STATED PROBLEM ▸
Render all of the items below as a JSON list of strings, with one string per line and no strings for blank lines. Leave the pictures out of the list.

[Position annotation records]
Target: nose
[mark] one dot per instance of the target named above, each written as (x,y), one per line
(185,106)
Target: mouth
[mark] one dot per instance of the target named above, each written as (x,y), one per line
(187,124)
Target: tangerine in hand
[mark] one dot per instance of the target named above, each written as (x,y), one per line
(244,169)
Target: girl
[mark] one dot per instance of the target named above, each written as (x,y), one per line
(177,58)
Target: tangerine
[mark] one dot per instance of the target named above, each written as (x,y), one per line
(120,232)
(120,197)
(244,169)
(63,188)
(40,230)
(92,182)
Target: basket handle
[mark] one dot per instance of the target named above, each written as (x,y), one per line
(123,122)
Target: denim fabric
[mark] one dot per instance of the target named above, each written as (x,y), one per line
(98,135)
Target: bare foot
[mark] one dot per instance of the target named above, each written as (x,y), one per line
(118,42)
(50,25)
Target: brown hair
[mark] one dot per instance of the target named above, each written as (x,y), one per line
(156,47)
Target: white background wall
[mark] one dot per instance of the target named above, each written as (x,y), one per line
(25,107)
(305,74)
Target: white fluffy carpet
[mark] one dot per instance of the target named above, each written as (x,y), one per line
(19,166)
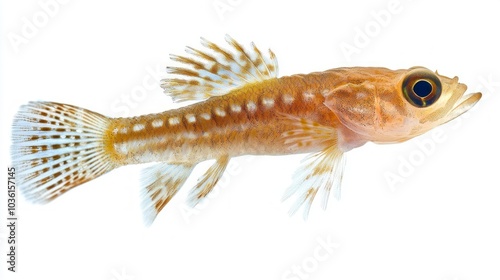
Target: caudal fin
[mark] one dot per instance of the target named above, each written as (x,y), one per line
(56,147)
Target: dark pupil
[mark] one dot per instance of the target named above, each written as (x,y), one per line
(422,88)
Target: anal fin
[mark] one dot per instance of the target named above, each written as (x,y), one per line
(207,182)
(318,172)
(161,182)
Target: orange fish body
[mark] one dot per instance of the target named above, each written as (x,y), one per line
(246,110)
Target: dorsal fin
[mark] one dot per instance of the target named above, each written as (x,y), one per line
(216,71)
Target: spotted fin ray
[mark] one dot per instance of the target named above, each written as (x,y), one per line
(161,182)
(318,172)
(56,147)
(217,71)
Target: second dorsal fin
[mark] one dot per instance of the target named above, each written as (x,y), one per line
(216,71)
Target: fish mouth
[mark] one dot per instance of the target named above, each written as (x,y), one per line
(463,105)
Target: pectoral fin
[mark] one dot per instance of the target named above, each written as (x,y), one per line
(318,172)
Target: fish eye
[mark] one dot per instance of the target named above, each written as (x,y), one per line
(421,88)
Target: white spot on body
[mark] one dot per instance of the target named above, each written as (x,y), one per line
(220,112)
(121,148)
(205,116)
(235,108)
(268,102)
(251,107)
(190,135)
(287,99)
(173,121)
(308,96)
(190,118)
(138,127)
(157,123)
(361,95)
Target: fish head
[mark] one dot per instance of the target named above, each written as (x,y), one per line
(387,106)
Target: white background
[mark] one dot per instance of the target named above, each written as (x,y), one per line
(442,222)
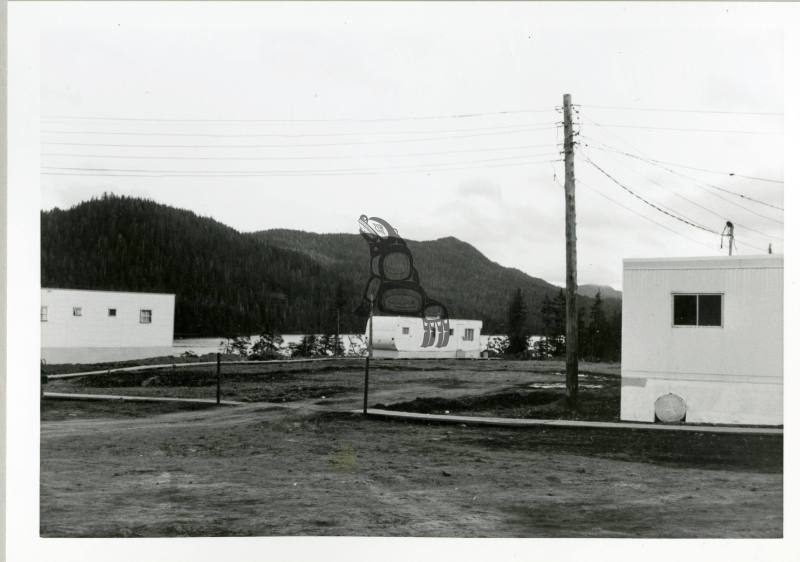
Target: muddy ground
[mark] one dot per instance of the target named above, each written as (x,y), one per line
(297,462)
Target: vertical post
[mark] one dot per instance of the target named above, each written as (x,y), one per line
(336,342)
(572,282)
(218,378)
(369,354)
(730,239)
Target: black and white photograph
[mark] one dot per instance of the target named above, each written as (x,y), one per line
(458,270)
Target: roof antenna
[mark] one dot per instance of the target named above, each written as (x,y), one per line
(727,231)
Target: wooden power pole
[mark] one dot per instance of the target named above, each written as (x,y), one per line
(572,281)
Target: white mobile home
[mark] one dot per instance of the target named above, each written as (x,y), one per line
(702,340)
(406,337)
(80,326)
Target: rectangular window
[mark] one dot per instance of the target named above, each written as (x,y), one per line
(697,310)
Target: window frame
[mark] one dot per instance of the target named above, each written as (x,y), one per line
(697,296)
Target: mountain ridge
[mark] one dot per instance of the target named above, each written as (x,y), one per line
(231,282)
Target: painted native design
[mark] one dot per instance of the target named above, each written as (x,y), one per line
(393,286)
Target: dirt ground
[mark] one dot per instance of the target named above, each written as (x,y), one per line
(296,461)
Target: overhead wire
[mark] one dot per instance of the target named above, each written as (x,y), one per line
(687,129)
(661,210)
(679,110)
(328,120)
(330,157)
(645,201)
(718,188)
(615,202)
(303,145)
(127,172)
(696,204)
(522,126)
(662,165)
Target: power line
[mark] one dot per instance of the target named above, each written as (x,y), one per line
(645,217)
(332,120)
(645,201)
(661,164)
(738,224)
(305,145)
(334,157)
(689,130)
(126,172)
(701,185)
(700,227)
(730,174)
(676,110)
(513,128)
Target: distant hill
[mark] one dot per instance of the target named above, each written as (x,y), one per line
(227,282)
(606,292)
(451,271)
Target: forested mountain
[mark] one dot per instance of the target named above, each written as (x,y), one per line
(451,271)
(225,283)
(228,283)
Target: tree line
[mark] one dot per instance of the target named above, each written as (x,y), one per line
(599,336)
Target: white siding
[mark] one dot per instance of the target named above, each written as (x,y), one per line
(96,329)
(728,374)
(390,341)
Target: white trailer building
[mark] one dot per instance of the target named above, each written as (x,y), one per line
(702,340)
(406,337)
(80,326)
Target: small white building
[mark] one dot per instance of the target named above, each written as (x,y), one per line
(80,326)
(408,337)
(703,338)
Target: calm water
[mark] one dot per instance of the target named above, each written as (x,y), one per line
(351,342)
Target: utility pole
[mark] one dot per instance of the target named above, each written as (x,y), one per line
(728,231)
(572,281)
(369,355)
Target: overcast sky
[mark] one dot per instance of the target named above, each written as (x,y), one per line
(440,119)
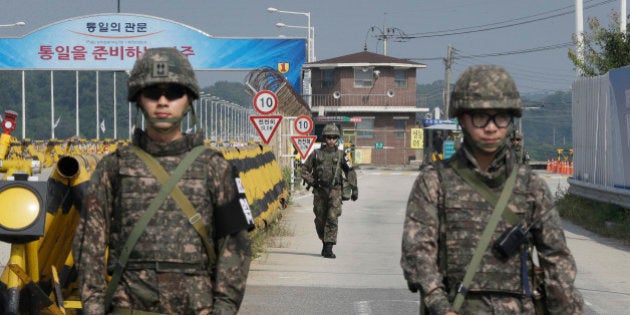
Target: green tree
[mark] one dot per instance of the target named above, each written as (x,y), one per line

REPLY ▸
[
  "Target: nose",
  "[mark] one dot per instance of the target named above, each written as (x,y), one per line",
  "(185,106)",
  "Target: mouth",
  "[mark] one dot per instance of the target named above, each written as (x,y), one per line",
  "(187,124)",
  "Target: tangerine in hand",
  "[mark] one dot per instance of the target named above, each written as (x,y), one per line",
  "(244,169)",
  "Target: girl",
  "[mark] one dot per instance of the target named above, each written as (x,y), one per line",
  "(177,58)",
  "Target: tangerine",
  "[mark] one dot per instance of the target named above, each written as (x,y), one per line",
  "(120,232)",
  "(120,197)",
  "(244,169)",
  "(63,188)",
  "(40,230)",
  "(92,182)",
  "Target: basket handle",
  "[mark] one dot per instance of the target named above, each written as (x,y), one per line",
  "(123,122)",
  "Target: denim fabric",
  "[mark] one dot per instance of the target named above, each written as (x,y), one per line",
  "(98,135)",
  "Target: bare foot",
  "[mark] one dot per instance of the target named above, each written as (x,y), one per line",
  "(118,42)",
  "(50,25)",
  "Target: brown hair",
  "[mark] one dot per instance of the target named above, each written as (x,y), one per line",
  "(156,47)",
  "Target: white background wall",
  "[mark] one dot per instance of the target named above, each written as (x,y), one per line",
  "(25,107)",
  "(305,74)",
  "Target: white fluffy carpet",
  "[mark] one dot per instance of the target named above, each written as (x,y), one per line",
  "(19,166)",
  "Target: caudal fin",
  "[mark] one dot per instance of the target named above, each written as (x,y), one per line",
  "(56,147)",
  "Target: dark pupil",
  "[mark] one dot per instance of the target named above, each written as (x,y), one per line",
  "(422,88)",
  "Target: anal fin",
  "[mark] one dot per instance of the target named above, each written as (x,y), one per line",
  "(207,182)",
  "(318,172)",
  "(161,182)",
  "Target: orange fish body",
  "[mark] one dot per instance of the target named above, each written as (x,y), one per line",
  "(246,110)",
  "Target: dorsal fin",
  "[mark] one dot per instance of the target named above, each written as (x,y), one per line",
  "(216,71)",
  "Target: spotted fin ray",
  "[mark] one dot per instance of the target named above, each written as (x,y), one per line",
  "(161,182)",
  "(318,172)",
  "(56,147)",
  "(217,71)",
  "Target: second dorsal fin",
  "[mark] one dot per instance of the target named above, each written as (x,y), one per line",
  "(216,71)",
  "Target: fish mouth",
  "[mark] one dot per instance of the target named above, each written as (x,y), one per line",
  "(463,105)",
  "Target: pectoral fin",
  "[mark] one dot per instance of the target named above, each written as (x,y), one per line",
  "(318,172)",
  "Target: fish eye",
  "[mark] one dot per instance of the target named above, each written as (x,y), one per line",
  "(421,88)",
  "Target: white spot on body",
  "[mark] one dot per instance of the target named above, each written as (x,y), one per line",
  "(220,112)",
  "(121,148)",
  "(205,116)",
  "(235,108)",
  "(268,102)",
  "(251,107)",
  "(190,135)",
  "(287,99)",
  "(173,121)",
  "(308,96)",
  "(190,118)",
  "(138,127)",
  "(157,123)",
  "(361,95)",
  "Target: fish head",
  "[mark] one dot per instance of the target named above, each written as (x,y), one per line",
  "(387,106)",
  "Target: white background",
  "[mark] one dot per instance of the target named above, each written as (x,y), one per line",
  "(442,222)",
  "Target: muddy ground",
  "[mark] one dot per instance of the target named above, each written as (x,y), one per line",
  "(297,462)",
  "Target: vertical post",
  "[mark] one dot per instance of the target named above, each written as (x,y), one per line",
  "(336,342)",
  "(572,282)",
  "(218,378)",
  "(369,354)",
  "(730,239)",
  "Target: black and white photograph",
  "[mark] one dot per instance of the target named above, each written as (x,y), one per line",
  "(458,270)",
  "Target: roof antenna",
  "[mark] one dot per instance of the target named above, each written as (x,y), one per line",
  "(727,231)",
  "Target: wooden power pole",
  "[mark] one dot per instance of the target named above, each written as (x,y), one per line",
  "(572,281)",
  "Target: white mobile home",
  "[mark] one dot per instance of the target named above, each written as (x,y), one per line",
  "(702,340)",
  "(406,337)",
  "(80,326)",
  "Target: rectangular window",
  "[mark] one dot per instance of the target named above, each written as (x,y), one per line",
  "(697,310)",
  "Target: window frame",
  "[mark] one dot per instance of the target named above, each written as (x,y), one per line",
  "(697,296)",
  "Target: mountain ridge",
  "[mark] one dot per instance of the target named above, each written as (x,y), one per line",
  "(231,282)",
  "Target: painted native design",
  "[mark] one dot per instance of the target named above, each written as (x,y), one per line",
  "(393,286)",
  "Target: dirt ground",
  "[mark] one dot per instance of the target named above, each written as (x,y), one per line",
  "(296,461)",
  "Target: overhead wire",
  "[mark] one dot per instance of the target named above, each written as (x,y), one per line",
  "(687,129)",
  "(661,210)",
  "(679,110)",
  "(328,120)",
  "(330,157)",
  "(645,201)",
  "(718,188)",
  "(615,202)",
  "(303,145)",
  "(127,172)",
  "(696,204)",
  "(522,126)",
  "(662,165)",
  "Target: power line",
  "[mark] one dot per instance of the target named above, each written as (x,y), one per line",
  "(645,217)",
  "(332,120)",
  "(645,201)",
  "(661,164)",
  "(738,224)",
  "(305,145)",
  "(334,157)",
  "(689,130)",
  "(126,172)",
  "(701,185)",
  "(700,227)",
  "(730,174)",
  "(676,110)",
  "(513,128)",
  "Target: distant hill",
  "[mark] one dot per instance of the target named above, each written as (x,y), one per line",
  "(227,282)",
  "(606,292)",
  "(451,271)",
  "Target: forested mountain",
  "[mark] one dot per instance of the target named above, each written as (x,y), one per line",
  "(451,271)",
  "(225,283)",
  "(228,283)",
  "Target: tree line",
  "[mark] one dot per instance of the target named above, each written as (x,y), one per line",
  "(599,336)",
  "Target: white siding",
  "[mark] one dot per instance of the target named above, each written as (x,y), one per line",
  "(96,329)",
  "(728,374)",
  "(390,341)",
  "Target: white trailer building",
  "[mark] one dot per instance of the target named above, each written as (x,y), one per line",
  "(702,340)",
  "(406,337)",
  "(80,326)",
  "Target: small white building",
  "[mark] one dot per instance of the target named above, each written as (x,y), one per line",
  "(80,326)",
  "(408,337)",
  "(703,338)",
  "Target: calm water",
  "[mark] one dot per instance of the target named above, each written as (x,y), one per line",
  "(351,342)",
  "Target: utility pole",
  "[mark] one dot per instance of the target named above, each written as (x,y), one per line",
  "(728,231)",
  "(572,281)",
  "(369,355)",
  "Target: overcast sky",
  "[mark] one dot per instance of the target named above, each written as (x,y), one per line",
  "(440,119)",
  "Target: green tree",
  "[mark] one dot per instance of the target named above, each written as (x,y), one per line"
]